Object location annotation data
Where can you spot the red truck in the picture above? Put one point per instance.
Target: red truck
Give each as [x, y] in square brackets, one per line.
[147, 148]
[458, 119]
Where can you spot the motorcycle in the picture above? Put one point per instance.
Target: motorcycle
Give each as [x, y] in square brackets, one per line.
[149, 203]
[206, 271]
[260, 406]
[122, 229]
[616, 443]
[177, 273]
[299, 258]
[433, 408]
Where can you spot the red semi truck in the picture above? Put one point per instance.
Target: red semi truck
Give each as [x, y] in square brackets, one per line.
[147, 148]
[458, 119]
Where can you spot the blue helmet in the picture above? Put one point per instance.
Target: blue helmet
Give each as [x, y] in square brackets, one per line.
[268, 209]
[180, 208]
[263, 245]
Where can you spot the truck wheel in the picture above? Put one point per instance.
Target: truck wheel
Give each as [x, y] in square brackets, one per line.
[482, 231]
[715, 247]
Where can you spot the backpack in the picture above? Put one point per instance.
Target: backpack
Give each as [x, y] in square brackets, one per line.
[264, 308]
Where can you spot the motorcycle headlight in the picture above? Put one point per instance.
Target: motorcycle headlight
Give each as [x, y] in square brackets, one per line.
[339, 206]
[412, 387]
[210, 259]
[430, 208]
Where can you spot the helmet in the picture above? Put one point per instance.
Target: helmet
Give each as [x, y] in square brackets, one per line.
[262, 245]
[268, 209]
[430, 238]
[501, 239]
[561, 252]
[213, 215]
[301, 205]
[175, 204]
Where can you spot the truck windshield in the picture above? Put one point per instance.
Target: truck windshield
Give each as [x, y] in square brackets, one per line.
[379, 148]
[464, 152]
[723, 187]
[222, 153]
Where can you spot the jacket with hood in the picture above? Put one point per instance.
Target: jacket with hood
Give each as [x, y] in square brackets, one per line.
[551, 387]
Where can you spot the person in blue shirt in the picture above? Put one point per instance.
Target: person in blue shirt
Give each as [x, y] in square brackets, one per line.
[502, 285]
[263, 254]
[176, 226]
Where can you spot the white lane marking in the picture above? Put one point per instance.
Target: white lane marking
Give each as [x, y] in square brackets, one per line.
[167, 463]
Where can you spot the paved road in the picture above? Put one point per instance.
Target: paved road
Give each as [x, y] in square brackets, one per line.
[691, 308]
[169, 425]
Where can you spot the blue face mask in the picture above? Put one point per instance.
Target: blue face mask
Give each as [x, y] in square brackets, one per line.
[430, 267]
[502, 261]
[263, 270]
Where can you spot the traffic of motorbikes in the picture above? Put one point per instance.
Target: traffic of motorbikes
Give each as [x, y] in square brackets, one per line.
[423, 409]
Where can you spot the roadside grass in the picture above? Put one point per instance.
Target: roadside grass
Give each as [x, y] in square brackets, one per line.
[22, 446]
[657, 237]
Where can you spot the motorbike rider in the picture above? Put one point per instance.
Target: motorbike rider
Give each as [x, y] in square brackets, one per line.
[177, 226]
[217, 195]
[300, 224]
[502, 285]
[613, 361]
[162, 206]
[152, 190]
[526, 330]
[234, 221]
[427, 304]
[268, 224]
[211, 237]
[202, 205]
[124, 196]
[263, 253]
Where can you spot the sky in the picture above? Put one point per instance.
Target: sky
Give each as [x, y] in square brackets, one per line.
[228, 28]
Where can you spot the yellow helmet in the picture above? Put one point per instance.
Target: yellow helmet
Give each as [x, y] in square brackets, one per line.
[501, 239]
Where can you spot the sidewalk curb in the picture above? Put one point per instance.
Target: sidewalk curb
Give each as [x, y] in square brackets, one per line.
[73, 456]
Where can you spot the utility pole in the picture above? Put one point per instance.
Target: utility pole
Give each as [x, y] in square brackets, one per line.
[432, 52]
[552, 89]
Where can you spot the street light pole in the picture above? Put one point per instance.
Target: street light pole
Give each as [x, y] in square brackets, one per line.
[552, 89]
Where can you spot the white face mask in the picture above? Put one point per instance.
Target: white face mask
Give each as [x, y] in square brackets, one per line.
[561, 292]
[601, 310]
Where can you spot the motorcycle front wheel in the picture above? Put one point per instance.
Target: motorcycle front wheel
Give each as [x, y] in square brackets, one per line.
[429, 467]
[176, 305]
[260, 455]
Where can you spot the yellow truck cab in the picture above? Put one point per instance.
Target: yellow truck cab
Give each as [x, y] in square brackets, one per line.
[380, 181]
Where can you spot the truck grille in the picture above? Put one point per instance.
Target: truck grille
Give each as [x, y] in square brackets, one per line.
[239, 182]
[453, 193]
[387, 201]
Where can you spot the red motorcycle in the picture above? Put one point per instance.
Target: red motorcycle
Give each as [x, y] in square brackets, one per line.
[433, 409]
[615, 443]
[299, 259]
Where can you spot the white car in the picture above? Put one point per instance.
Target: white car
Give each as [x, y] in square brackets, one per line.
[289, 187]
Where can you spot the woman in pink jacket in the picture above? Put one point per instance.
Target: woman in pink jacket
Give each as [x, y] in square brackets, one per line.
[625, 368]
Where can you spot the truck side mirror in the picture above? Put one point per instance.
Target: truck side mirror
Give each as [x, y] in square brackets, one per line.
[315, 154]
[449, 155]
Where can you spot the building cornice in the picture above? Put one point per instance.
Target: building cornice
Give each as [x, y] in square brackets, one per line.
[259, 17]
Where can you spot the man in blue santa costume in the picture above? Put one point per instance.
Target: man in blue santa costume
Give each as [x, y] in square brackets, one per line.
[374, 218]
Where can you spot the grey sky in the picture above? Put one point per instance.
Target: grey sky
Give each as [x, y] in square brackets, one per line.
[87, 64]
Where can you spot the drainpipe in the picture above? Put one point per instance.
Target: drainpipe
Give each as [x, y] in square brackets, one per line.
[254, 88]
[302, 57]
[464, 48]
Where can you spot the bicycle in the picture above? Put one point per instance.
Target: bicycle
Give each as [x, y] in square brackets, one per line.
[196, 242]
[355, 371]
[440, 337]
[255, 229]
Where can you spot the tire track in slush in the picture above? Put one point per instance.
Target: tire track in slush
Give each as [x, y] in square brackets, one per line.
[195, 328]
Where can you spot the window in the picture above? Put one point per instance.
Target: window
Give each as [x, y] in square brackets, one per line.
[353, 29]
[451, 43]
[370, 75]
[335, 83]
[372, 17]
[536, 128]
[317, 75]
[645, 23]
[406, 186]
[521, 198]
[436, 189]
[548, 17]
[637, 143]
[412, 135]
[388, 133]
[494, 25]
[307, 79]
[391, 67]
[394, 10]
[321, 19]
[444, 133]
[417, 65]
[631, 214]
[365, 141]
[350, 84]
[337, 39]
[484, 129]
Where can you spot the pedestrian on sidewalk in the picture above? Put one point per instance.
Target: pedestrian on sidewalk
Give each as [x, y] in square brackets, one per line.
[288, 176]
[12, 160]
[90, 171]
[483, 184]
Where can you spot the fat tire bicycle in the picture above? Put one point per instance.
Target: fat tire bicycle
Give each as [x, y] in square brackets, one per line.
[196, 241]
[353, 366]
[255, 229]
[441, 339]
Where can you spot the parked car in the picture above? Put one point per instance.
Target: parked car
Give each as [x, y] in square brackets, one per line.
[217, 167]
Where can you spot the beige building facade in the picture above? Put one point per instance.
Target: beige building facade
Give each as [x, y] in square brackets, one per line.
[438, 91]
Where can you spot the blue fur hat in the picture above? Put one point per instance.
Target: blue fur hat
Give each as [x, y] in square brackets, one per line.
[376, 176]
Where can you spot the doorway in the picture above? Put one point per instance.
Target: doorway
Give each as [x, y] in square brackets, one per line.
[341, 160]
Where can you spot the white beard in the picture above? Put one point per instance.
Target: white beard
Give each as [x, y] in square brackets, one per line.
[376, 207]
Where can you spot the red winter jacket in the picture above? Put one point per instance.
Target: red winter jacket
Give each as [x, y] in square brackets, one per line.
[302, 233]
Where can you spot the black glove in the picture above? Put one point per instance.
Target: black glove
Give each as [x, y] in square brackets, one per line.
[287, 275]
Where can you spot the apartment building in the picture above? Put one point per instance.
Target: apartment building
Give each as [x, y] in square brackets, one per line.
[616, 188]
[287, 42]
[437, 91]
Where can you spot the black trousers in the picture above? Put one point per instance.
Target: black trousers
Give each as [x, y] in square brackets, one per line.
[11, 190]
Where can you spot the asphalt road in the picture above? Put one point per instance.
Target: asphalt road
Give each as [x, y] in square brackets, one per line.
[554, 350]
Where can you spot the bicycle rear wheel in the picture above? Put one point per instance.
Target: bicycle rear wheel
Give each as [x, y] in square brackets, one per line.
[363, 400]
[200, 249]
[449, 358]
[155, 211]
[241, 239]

Written instruction: Repeat the line that contains "Where can you spot the doorway", then every line after it until the records end, with nothing added.

Written answer:
Where can you spot the doorway in the picture above? Put one point per instance.
Target: doorway
Give each as [x, y] in square brackets, one per line.
[341, 160]
Where can you spot the white beard in the picture above? Put one point per instance.
Target: white beard
Give each as [x, y] in square brackets, one per line.
[376, 207]
Where can you spot the red winter jacket in the picture above? Put one point per instance.
Target: red winter jacket
Give each as [x, y] in square brackets, one per line.
[302, 233]
Where can you spot the black glove in the picture above? Put one point per instance.
Target: black glove
Give each as [x, y] in square brackets, one per line.
[287, 275]
Where can you spot the apartment building in the picture above? Put one point per instance.
Target: apartment building
Give each as [x, y] in square brackets, one per line.
[616, 188]
[287, 42]
[437, 91]
Where can you spot the black trousers in the picture above? Put one point per instance.
Target: black trousers
Give each as [x, y] in square brackets, one per line.
[11, 190]
Where can you spot the asphalt road in the picture above? Put one point per instance.
Target: asphalt road
Give each as [x, y] in square brackets, one per line.
[554, 350]
Where can you spot the bicycle rear wheel in the picture above? Put one point per instance.
Target: bicycle rear wheel
Give each as [x, y] in square brackets, one per line.
[363, 400]
[200, 249]
[449, 358]
[155, 211]
[241, 239]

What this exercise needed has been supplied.